(Stored dataset items)
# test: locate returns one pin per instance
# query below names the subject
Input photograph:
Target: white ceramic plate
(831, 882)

--

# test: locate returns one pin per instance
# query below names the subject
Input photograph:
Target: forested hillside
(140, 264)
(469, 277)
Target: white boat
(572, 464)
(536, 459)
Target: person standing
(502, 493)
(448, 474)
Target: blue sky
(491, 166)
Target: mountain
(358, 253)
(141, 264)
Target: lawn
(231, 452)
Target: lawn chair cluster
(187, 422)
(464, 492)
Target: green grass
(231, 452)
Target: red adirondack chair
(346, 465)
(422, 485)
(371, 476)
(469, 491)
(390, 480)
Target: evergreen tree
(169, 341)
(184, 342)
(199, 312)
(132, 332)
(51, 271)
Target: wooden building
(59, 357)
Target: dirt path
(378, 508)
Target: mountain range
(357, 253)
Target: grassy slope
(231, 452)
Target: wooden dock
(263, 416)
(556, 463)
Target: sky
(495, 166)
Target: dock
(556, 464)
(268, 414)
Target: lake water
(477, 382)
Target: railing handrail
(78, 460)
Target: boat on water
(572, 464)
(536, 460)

> THE EXERCISE
Extract every line in the records above that contains the word "white", copying each one in the order it appears.

> ANSWER IN FULL
Target: white ceramic plate
Target: white boat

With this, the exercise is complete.